Start of Provided data
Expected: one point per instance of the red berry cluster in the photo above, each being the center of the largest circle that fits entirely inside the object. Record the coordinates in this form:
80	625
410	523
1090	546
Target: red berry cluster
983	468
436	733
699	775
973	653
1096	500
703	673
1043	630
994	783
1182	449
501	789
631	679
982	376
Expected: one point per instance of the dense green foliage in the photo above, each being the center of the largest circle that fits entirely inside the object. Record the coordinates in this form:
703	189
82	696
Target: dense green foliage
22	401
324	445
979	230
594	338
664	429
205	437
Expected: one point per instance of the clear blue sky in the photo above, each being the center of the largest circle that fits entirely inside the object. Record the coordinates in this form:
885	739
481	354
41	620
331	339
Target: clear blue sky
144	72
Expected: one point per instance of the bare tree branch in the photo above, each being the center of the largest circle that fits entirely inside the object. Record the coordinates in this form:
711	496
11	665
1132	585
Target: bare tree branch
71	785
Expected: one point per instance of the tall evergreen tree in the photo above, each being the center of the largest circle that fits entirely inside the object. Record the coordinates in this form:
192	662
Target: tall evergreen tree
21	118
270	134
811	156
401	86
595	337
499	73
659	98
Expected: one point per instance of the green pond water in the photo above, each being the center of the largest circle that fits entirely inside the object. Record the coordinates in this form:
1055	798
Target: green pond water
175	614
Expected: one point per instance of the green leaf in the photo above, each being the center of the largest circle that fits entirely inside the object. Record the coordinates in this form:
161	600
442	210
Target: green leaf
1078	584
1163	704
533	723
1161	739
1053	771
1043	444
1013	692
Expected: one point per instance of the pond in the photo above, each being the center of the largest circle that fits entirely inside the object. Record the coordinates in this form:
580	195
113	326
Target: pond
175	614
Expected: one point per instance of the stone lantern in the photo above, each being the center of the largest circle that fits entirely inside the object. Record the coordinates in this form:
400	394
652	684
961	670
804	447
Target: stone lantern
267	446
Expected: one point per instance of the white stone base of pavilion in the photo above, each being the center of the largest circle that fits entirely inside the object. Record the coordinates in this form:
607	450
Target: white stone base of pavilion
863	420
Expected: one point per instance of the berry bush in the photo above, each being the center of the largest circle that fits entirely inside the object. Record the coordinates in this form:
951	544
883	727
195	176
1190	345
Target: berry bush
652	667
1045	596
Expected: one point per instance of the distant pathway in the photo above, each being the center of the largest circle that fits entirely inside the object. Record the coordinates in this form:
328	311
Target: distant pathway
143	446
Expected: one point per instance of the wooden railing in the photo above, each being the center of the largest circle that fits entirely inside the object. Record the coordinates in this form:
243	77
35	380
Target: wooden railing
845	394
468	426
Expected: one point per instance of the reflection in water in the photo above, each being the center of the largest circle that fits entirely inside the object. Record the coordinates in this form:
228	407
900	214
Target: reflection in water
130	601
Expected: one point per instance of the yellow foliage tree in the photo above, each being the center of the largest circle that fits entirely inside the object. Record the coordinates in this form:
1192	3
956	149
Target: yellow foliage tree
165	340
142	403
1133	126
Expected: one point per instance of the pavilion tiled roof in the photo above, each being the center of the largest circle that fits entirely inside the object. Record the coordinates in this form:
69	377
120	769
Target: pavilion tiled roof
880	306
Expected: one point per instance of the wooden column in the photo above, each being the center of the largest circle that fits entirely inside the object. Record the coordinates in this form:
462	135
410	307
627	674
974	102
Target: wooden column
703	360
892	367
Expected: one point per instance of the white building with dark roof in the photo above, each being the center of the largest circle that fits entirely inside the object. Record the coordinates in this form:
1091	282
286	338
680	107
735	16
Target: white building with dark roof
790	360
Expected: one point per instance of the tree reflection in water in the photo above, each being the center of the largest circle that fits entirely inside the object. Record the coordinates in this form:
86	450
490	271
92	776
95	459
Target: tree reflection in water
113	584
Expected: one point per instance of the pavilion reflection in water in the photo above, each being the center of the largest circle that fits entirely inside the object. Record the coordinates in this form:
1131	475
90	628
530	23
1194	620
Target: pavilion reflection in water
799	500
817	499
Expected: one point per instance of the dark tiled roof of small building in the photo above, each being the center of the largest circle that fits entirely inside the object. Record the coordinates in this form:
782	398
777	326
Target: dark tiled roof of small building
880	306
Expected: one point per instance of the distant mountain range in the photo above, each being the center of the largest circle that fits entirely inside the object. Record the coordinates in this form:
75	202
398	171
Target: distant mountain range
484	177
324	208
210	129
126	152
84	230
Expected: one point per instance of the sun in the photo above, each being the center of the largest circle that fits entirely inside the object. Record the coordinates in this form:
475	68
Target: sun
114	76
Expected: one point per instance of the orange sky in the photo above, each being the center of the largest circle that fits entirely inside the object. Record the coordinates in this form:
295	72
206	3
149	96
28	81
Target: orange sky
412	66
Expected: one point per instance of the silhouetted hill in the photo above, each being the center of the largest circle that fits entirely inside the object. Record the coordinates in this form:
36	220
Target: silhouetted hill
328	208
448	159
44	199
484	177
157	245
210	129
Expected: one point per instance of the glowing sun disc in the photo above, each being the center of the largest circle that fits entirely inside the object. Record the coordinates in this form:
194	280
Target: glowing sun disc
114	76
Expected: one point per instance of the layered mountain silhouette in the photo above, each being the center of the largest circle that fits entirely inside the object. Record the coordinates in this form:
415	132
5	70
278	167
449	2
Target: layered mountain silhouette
End of Provided data
Copy out each line of the entries above that holds "layered".

• Task result
Expected: one point per instance of the layered mountain silhouette in the photo above, each being the center of the largest circle that fits entirely inside the object. Record the coordinates in this form:
Target: layered mountain silhouette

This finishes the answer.